(Saved entries)
=== Section Start ===
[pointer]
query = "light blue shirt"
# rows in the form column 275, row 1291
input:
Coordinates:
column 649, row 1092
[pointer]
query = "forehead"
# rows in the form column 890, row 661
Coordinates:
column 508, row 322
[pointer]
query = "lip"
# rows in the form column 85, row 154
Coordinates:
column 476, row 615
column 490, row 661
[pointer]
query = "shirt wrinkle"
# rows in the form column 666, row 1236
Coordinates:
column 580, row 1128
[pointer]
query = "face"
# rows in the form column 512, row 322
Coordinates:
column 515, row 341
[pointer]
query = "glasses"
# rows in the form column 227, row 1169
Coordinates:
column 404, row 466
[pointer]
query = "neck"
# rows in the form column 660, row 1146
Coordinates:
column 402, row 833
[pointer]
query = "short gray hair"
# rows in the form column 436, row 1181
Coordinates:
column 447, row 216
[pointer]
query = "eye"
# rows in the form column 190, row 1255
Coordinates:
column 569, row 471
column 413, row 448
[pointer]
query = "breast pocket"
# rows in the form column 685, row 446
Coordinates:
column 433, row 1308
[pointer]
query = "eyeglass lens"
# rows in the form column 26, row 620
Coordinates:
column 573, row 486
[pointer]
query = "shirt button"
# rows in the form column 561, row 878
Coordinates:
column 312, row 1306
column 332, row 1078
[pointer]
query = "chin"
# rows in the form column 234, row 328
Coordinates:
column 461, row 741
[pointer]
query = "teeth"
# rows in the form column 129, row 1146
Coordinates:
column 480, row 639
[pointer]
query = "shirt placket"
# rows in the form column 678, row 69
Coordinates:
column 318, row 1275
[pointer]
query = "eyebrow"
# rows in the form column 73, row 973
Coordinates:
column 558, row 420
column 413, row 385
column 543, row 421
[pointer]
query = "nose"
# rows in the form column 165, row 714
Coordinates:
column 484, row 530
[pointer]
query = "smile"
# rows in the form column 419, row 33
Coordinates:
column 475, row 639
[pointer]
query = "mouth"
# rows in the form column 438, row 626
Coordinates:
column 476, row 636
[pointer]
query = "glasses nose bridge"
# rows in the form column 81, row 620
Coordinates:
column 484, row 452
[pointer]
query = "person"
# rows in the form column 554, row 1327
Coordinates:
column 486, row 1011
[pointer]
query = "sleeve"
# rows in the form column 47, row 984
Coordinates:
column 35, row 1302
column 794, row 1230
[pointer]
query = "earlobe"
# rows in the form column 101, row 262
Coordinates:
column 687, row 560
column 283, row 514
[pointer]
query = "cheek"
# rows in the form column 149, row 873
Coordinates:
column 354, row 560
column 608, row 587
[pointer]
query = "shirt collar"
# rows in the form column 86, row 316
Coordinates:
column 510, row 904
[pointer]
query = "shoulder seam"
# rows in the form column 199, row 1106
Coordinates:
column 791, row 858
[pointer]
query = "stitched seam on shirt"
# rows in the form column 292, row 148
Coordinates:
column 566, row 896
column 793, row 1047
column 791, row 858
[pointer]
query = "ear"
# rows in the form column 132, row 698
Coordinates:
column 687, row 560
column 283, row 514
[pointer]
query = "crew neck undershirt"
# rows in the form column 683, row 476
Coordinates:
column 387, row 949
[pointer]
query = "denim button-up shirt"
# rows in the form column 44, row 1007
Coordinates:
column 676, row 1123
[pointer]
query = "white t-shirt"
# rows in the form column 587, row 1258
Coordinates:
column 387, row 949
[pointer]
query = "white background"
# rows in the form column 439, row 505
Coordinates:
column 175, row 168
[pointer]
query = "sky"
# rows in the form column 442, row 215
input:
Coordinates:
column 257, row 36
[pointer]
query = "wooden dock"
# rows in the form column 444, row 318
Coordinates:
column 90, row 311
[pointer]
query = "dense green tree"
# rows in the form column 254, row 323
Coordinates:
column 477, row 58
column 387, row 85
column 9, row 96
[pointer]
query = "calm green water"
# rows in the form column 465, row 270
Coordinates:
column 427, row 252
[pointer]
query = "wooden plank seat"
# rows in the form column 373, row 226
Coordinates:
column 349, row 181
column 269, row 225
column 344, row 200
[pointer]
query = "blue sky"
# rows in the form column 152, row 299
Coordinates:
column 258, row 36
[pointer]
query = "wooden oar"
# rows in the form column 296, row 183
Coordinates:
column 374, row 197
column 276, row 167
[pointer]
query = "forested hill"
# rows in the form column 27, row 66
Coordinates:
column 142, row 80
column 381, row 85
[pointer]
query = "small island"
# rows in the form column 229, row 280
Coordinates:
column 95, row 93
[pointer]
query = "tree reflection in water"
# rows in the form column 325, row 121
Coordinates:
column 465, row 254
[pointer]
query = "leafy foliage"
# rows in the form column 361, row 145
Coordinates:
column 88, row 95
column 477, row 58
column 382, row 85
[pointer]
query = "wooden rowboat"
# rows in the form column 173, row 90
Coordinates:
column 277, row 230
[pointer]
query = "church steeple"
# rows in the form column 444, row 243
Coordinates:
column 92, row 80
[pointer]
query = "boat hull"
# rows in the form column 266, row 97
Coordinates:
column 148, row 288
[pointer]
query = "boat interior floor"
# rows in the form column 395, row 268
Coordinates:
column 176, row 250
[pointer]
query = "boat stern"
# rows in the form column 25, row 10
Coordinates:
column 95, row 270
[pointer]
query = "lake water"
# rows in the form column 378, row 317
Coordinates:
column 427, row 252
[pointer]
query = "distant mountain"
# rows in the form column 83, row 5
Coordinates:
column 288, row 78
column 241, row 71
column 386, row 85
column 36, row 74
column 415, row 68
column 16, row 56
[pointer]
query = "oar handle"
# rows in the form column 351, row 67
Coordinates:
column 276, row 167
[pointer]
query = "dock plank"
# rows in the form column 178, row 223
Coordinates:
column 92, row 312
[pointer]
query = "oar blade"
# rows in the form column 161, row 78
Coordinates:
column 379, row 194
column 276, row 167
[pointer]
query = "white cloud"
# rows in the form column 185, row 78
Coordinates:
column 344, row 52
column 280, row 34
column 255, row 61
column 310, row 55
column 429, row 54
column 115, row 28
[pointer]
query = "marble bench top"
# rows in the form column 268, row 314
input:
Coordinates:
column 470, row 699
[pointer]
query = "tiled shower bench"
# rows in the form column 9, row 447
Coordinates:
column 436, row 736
=== Section End ===
→ **What to do**
Show each line of the records above containing "nose".

→ **Expected answer**
query = "nose"
query = "glasses nose bridge"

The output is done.